## [Problems to solve]
(1) In the melanoma text, what was the lifetime risk of melanoma in the year 2000?
(2) Write the next part of the melanoma question-and-answer text, picking up after its final line.

## [Selected extract]
*** Begin section ***

1. What is melanoma?
The term melanoma implies a malignant tumor; malignant melanoma is redundant. The most malignant of all skin cancers, melanoma usually forms from a preexisting nevus or mole but may develop de novo.
2. What is the incidence of melanoma?
It is the sixth most common cancer in the United States and the fastest rising cancer in men. The lifetime risk in the year 2000 was 1 in 75 versus 1 in 150 in 1985. Over 51,000 new cases of melanoma are reported each year.
3. What are the types of moles? Which are most prone to malignant change?
Intradermal: the most benign form
Junctional: the junctional component may be the site of melanoma formation
Compound: intradermal and junctional together; intermediate activity
Spitz: once called juvenile melanoma, it is actually a spindle cell epithelioid nevus that is quite benign
Dysplastic: the most likely to turn malignant (especially in dysplastic nevus syndrome)

*** End section ***

## [Dataset extract]

*** Begin section ***

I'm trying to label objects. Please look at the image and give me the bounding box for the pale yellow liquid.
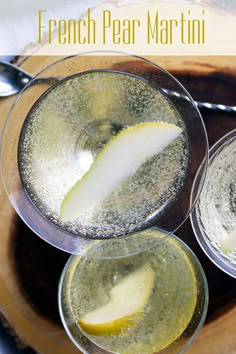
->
[59,231,204,354]
[19,71,189,238]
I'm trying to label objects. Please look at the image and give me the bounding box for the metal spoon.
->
[0,62,33,97]
[0,62,236,113]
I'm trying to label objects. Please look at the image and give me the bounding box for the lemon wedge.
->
[78,263,155,336]
[61,122,182,222]
[221,227,236,253]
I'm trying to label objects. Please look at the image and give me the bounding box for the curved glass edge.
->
[190,129,236,278]
[0,51,209,255]
[57,228,209,354]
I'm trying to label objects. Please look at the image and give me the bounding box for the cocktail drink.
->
[1,53,207,255]
[2,53,208,353]
[59,229,208,354]
[18,70,190,238]
[191,130,236,277]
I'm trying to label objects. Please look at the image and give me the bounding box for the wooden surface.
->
[0,57,236,354]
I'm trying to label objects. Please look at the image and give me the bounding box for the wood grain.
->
[0,56,236,354]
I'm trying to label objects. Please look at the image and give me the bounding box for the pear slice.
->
[221,227,236,253]
[78,263,156,336]
[61,122,182,222]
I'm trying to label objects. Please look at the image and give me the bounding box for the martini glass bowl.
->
[1,52,208,257]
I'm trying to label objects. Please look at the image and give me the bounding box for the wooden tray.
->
[0,57,236,354]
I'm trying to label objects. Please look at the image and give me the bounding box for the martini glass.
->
[1,52,208,258]
[58,228,208,354]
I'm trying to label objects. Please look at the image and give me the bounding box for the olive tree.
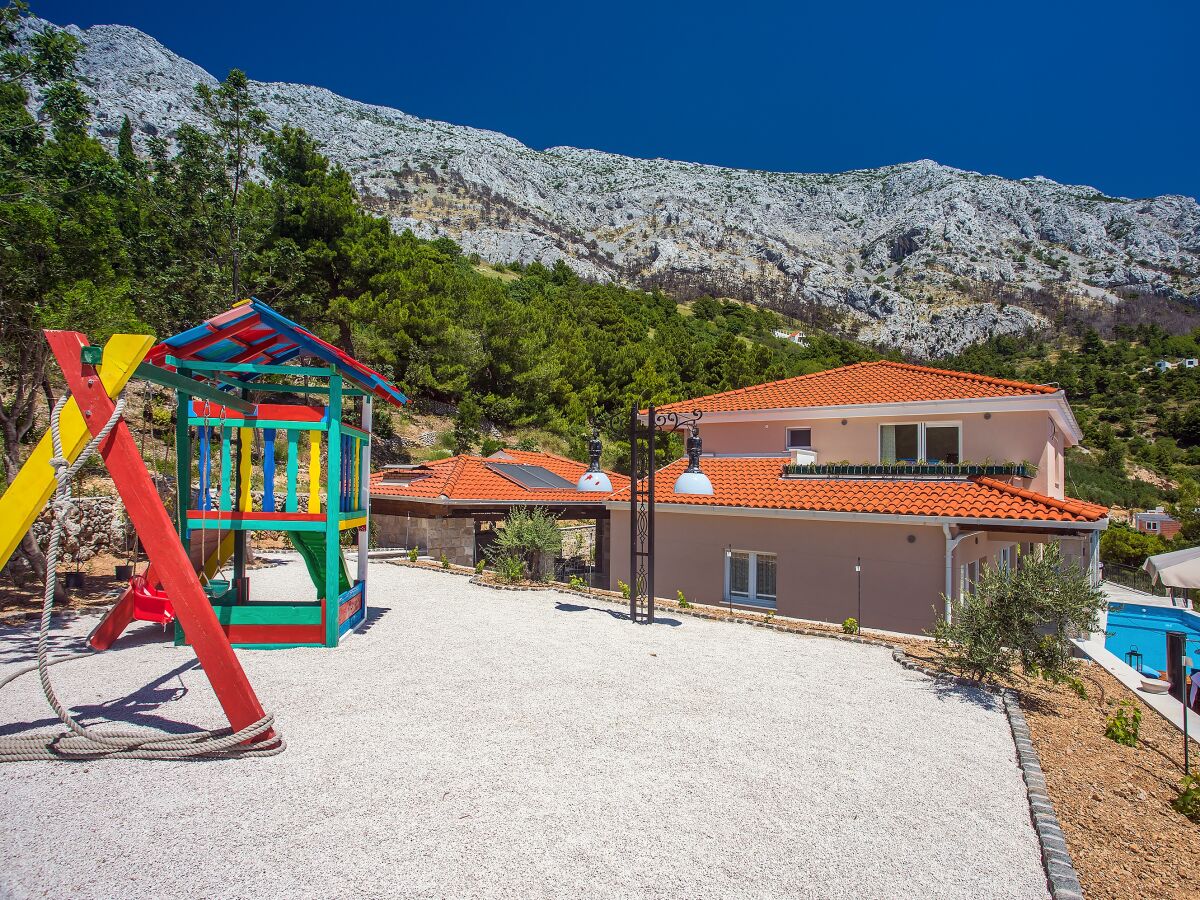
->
[932,542,1105,682]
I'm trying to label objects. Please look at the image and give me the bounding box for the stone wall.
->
[371,514,475,565]
[4,497,133,581]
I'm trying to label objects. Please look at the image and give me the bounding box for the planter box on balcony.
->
[784,463,1037,478]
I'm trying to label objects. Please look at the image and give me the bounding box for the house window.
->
[725,550,776,607]
[880,422,962,463]
[787,428,812,450]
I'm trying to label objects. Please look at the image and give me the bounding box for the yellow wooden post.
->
[308,431,320,512]
[238,428,254,512]
[0,335,154,568]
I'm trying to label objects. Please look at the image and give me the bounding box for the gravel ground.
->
[0,560,1046,899]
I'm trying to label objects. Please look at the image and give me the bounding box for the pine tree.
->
[196,68,268,300]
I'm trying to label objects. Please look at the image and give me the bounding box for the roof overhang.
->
[642,390,1084,446]
[605,500,1109,532]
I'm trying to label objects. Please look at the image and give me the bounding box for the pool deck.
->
[1100,581,1189,610]
[1075,638,1200,744]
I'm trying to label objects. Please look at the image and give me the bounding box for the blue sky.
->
[34,0,1200,197]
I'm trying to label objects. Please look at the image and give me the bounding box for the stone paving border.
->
[1001,690,1084,900]
[441,560,1084,900]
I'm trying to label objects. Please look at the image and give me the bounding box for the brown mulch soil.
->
[905,642,1200,900]
[0,553,130,623]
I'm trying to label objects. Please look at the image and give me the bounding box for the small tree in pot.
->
[932,542,1106,682]
[487,506,563,580]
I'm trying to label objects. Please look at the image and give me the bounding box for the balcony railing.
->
[784,462,1038,479]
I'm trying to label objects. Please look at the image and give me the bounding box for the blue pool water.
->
[1104,602,1200,672]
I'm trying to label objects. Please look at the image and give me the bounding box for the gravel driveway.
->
[0,559,1046,899]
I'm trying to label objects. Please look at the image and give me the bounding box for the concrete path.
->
[0,563,1046,900]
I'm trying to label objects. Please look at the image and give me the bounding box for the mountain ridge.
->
[29,20,1200,358]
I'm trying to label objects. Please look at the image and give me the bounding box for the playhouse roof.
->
[145,299,407,406]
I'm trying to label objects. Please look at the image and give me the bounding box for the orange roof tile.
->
[371,450,629,505]
[612,457,1108,522]
[659,360,1057,413]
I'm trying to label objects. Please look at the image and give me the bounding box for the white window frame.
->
[875,419,962,466]
[784,425,812,450]
[725,547,779,610]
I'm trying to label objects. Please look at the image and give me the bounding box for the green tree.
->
[454,394,484,454]
[196,68,268,300]
[934,544,1106,682]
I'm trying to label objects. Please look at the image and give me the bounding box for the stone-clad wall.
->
[4,497,133,578]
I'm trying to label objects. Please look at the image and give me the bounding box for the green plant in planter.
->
[1171,774,1200,824]
[1104,700,1141,746]
[496,556,524,584]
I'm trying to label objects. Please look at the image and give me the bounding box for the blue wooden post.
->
[263,428,275,512]
[325,368,342,647]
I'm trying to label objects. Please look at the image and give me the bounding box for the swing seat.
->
[204,578,229,600]
[130,575,175,625]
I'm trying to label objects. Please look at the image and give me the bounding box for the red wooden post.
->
[46,331,272,731]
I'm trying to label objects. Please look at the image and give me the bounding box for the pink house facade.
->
[608,362,1108,634]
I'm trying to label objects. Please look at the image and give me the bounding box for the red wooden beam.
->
[46,331,272,731]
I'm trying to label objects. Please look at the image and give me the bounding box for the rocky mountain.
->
[31,22,1200,356]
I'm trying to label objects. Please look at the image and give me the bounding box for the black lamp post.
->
[854,557,863,631]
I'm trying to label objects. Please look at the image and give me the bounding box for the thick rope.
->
[0,394,287,762]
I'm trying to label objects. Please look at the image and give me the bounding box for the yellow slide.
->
[0,335,154,568]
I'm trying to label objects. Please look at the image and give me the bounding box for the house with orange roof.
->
[371,448,629,583]
[607,361,1108,634]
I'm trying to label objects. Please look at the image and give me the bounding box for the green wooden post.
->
[217,428,233,512]
[175,368,192,550]
[325,368,342,647]
[284,428,300,512]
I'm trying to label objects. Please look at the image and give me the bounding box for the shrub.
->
[496,557,524,583]
[1104,700,1141,746]
[488,506,563,576]
[932,544,1106,682]
[1171,774,1200,824]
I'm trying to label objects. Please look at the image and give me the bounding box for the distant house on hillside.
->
[1133,506,1180,540]
[773,329,809,347]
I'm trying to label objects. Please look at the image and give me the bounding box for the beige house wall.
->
[611,506,946,634]
[610,506,1090,634]
[700,412,1063,498]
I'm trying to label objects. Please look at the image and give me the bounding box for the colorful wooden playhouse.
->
[90,300,406,649]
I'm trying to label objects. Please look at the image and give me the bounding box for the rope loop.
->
[0,392,287,762]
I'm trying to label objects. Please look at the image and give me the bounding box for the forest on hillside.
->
[0,2,1200,573]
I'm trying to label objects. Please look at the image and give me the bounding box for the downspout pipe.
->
[942,522,984,624]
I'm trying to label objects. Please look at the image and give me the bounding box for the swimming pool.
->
[1104,602,1200,672]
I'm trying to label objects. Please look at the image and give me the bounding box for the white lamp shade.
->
[674,472,713,497]
[576,472,612,493]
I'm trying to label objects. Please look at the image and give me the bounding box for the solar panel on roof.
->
[487,462,575,491]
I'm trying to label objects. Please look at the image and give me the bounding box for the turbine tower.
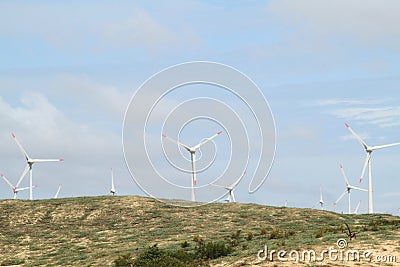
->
[211,172,246,203]
[54,184,61,198]
[11,133,64,200]
[110,168,116,196]
[354,200,361,214]
[333,164,368,214]
[345,123,400,214]
[0,174,37,199]
[162,132,222,201]
[319,186,324,210]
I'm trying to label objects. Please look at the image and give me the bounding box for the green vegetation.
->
[0,196,400,266]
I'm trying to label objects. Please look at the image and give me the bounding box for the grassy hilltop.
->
[0,196,400,266]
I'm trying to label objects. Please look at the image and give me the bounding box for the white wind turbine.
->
[345,123,400,214]
[110,168,116,196]
[11,133,64,200]
[333,164,368,214]
[353,200,361,214]
[162,132,222,201]
[0,174,37,199]
[211,172,246,202]
[319,186,324,210]
[54,184,61,198]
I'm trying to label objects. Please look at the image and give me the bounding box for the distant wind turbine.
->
[333,164,368,214]
[54,184,61,198]
[353,200,361,214]
[162,132,222,201]
[11,133,64,200]
[0,174,37,199]
[345,123,400,214]
[211,171,246,202]
[110,168,116,196]
[319,186,324,210]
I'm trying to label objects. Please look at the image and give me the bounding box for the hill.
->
[0,196,400,266]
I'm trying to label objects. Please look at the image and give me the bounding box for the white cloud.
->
[268,0,400,50]
[330,106,400,127]
[318,98,386,106]
[0,2,198,53]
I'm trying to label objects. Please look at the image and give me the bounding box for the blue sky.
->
[0,0,400,213]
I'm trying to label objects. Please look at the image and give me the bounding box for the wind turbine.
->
[54,184,61,198]
[319,186,324,210]
[110,168,116,196]
[0,174,37,199]
[354,200,361,214]
[345,123,400,214]
[11,133,64,200]
[333,164,368,214]
[211,171,246,202]
[162,132,222,201]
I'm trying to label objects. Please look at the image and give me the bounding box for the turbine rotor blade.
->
[15,164,30,187]
[1,174,14,190]
[334,190,347,205]
[11,133,29,160]
[371,143,400,150]
[339,164,349,186]
[162,134,190,151]
[230,190,236,202]
[360,152,371,183]
[193,131,222,150]
[349,185,368,192]
[345,123,368,149]
[31,159,64,163]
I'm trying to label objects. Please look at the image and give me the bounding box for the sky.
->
[0,0,400,215]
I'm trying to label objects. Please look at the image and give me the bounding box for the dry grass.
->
[0,196,400,266]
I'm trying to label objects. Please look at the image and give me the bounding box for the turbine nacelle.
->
[162,131,222,201]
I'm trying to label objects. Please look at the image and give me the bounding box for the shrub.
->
[196,241,233,259]
[193,235,203,243]
[114,254,133,267]
[181,241,190,248]
[246,232,254,241]
[232,230,242,240]
[261,227,267,235]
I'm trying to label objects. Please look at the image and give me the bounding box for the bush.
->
[114,245,209,267]
[196,241,232,260]
[261,227,267,235]
[114,254,133,267]
[232,230,242,240]
[193,235,203,243]
[246,232,254,241]
[181,241,190,248]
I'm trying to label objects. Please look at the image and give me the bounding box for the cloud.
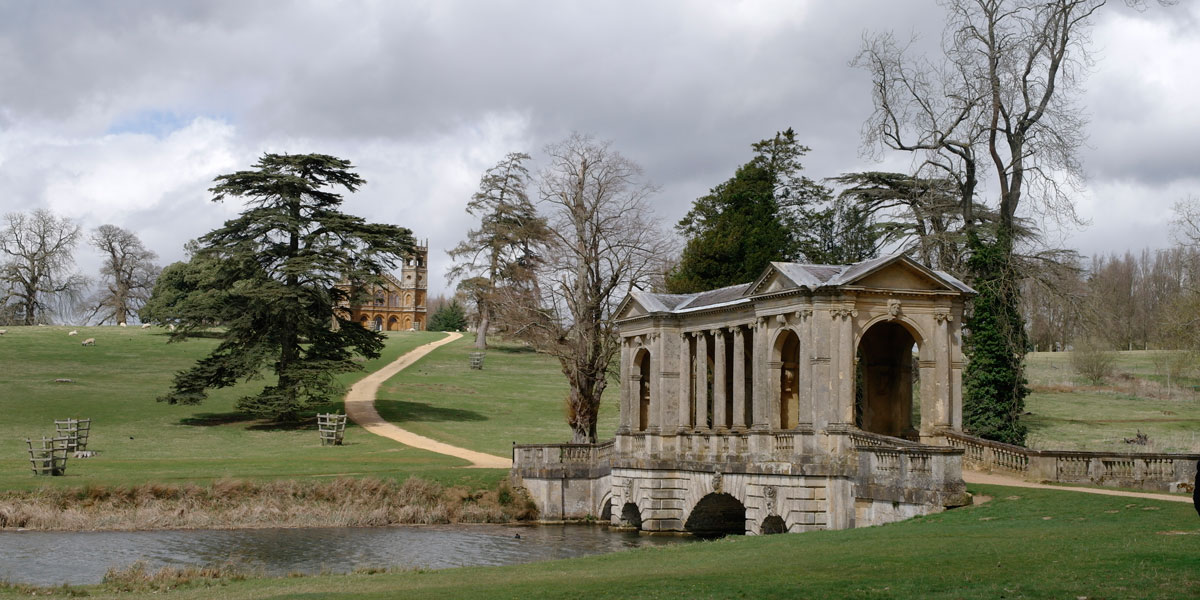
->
[0,0,1200,298]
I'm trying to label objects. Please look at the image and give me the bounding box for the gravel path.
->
[346,332,512,469]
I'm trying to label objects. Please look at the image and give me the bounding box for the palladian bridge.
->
[514,254,974,535]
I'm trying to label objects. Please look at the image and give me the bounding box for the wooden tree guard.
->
[317,413,346,446]
[25,437,70,475]
[54,419,91,452]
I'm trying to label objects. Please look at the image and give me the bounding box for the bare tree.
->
[1171,196,1200,247]
[503,133,676,442]
[89,224,162,323]
[0,209,88,325]
[449,152,550,349]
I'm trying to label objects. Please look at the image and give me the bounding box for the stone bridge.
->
[514,256,973,535]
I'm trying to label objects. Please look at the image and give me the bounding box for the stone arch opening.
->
[760,515,787,535]
[775,329,800,430]
[634,348,650,431]
[683,492,746,538]
[854,320,920,439]
[620,502,642,529]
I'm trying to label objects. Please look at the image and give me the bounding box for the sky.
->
[0,0,1200,294]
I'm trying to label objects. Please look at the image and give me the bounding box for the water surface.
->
[0,524,691,586]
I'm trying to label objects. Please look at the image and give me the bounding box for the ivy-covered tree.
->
[159,154,415,421]
[962,229,1030,445]
[430,300,467,331]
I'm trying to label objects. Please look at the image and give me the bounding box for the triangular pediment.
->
[839,256,970,293]
[746,263,798,296]
[616,295,649,320]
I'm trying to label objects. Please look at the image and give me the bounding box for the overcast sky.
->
[0,0,1200,294]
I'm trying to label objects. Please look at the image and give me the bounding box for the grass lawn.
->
[1022,350,1200,452]
[376,334,619,456]
[14,486,1200,600]
[0,326,504,490]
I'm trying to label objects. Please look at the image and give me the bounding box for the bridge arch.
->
[620,502,642,530]
[683,492,746,538]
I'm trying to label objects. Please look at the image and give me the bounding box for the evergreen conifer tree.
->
[151,154,415,421]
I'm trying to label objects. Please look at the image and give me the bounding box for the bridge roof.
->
[617,254,976,318]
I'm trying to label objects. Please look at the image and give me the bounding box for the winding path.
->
[346,332,1192,503]
[346,332,512,469]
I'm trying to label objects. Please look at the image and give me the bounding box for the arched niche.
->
[854,319,922,439]
[770,329,800,430]
[634,348,650,431]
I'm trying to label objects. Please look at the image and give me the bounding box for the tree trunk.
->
[475,305,492,350]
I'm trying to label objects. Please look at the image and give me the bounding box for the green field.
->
[0,328,1200,599]
[10,486,1200,600]
[1022,350,1200,452]
[0,326,504,490]
[376,334,619,456]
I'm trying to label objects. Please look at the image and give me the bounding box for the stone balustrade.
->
[941,431,1200,492]
[512,439,613,476]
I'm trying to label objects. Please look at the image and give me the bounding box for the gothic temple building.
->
[348,241,430,331]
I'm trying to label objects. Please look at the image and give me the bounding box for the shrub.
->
[1070,340,1117,385]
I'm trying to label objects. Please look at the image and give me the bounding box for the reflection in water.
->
[0,526,689,586]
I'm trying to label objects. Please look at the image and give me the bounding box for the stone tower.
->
[348,240,430,331]
[400,240,430,331]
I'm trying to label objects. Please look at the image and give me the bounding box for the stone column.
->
[713,329,730,431]
[676,331,696,433]
[646,331,672,433]
[796,308,812,426]
[751,317,772,431]
[730,325,746,431]
[920,311,954,433]
[696,331,708,430]
[836,308,858,425]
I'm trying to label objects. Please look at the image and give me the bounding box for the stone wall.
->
[511,439,613,522]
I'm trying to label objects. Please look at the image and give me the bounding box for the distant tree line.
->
[0,209,161,325]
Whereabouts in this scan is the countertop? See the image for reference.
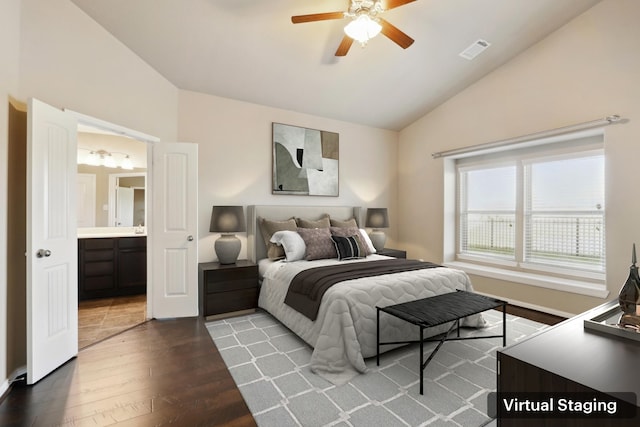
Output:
[78,227,147,239]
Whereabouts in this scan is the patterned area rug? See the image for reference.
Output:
[207,310,547,427]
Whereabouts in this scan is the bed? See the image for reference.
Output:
[247,205,485,384]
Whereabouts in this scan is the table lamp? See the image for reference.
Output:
[209,206,247,264]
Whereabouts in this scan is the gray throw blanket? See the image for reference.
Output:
[284,259,441,320]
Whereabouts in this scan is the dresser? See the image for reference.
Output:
[198,260,258,320]
[497,302,640,427]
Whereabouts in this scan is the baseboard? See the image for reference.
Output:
[0,378,11,403]
[9,365,27,383]
[0,366,27,403]
[474,291,576,319]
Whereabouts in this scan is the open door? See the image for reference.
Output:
[150,143,198,318]
[26,99,78,384]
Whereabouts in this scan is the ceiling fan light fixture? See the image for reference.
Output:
[87,151,100,166]
[344,14,382,45]
[102,153,118,168]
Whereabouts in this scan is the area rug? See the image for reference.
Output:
[207,310,547,427]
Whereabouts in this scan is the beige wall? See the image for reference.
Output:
[0,0,178,388]
[0,0,21,396]
[398,0,640,313]
[19,0,178,141]
[179,91,399,262]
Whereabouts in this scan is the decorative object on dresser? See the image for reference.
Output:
[376,248,407,258]
[618,243,640,330]
[209,206,247,264]
[272,123,340,196]
[198,259,258,319]
[364,208,389,251]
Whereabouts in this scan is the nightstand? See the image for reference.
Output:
[376,248,407,258]
[198,259,258,320]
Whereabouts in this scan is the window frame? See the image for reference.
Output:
[443,128,609,298]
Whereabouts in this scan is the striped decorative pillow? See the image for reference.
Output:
[331,235,366,260]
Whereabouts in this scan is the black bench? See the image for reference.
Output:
[376,291,507,394]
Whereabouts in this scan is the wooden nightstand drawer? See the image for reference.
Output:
[206,287,258,316]
[198,260,258,317]
[205,275,256,294]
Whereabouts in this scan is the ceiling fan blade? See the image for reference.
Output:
[384,0,416,10]
[378,18,414,49]
[336,36,353,56]
[291,12,344,24]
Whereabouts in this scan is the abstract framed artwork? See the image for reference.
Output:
[272,123,340,196]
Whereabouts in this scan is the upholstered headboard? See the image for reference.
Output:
[247,205,362,262]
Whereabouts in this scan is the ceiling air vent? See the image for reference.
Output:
[460,39,491,60]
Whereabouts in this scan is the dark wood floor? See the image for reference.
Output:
[0,306,564,427]
[0,318,256,426]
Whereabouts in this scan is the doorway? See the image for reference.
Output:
[77,123,150,349]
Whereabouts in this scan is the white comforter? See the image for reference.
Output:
[258,255,485,384]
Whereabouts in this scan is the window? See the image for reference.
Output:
[456,137,605,277]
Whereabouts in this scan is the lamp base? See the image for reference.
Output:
[214,234,241,264]
[369,230,387,251]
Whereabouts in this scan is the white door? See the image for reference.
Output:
[77,173,96,227]
[116,187,133,227]
[26,99,78,384]
[150,143,198,318]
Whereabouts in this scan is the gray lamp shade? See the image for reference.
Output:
[209,206,247,264]
[364,208,389,228]
[209,206,247,233]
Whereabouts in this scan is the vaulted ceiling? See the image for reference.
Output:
[71,0,599,130]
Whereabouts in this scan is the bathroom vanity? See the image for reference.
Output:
[78,228,147,300]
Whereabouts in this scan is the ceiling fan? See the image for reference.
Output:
[291,0,416,56]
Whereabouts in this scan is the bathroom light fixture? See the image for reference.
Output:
[78,147,133,170]
[120,154,133,170]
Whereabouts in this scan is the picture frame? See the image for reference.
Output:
[272,122,340,197]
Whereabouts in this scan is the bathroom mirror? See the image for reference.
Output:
[78,126,147,230]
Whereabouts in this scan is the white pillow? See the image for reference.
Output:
[360,228,376,254]
[271,230,307,262]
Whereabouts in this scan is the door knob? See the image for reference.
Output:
[36,249,51,258]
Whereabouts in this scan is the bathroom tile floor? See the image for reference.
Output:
[78,295,147,349]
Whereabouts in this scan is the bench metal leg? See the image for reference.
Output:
[502,304,507,347]
[419,326,424,394]
[376,307,380,366]
[420,322,460,394]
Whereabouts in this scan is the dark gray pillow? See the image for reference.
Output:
[258,218,298,259]
[330,227,371,256]
[331,235,366,260]
[330,218,358,228]
[296,214,331,228]
[298,228,338,261]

*** End section ***

## [Answers by item number]
(1) 1 in 75

(2)
4. What are the risk factors in melanoma formation?
Large number of moles (> 50 moles > 2 mm in diameter)
Changing nevi
Family history of melanoma
Light, poorly tanning skin; blonde or reddish-brown hair
History of episodic, acute, severe sunburns
Dysplastic nevus syndrome, or familial atypical multiple mole melanoma syndrome (FAMMM)
History of melanoma
5. Which skin lesions often mimic a primary melanoma?
Spitz nevus (spindle cell epithelioid nevus)
Atypical benign nevus
Halo nevus
Recurrent benign nevus after inadequate excision
Metastatic melanoma to skin
Mycosis fungoides
Extramammary Paget's disease
Bowen's disease
Dark sebaceous keratoses
Kaposi's sarcoma
Pigmented basal cell carcinoma
6. What is the familial melanoma syndrome?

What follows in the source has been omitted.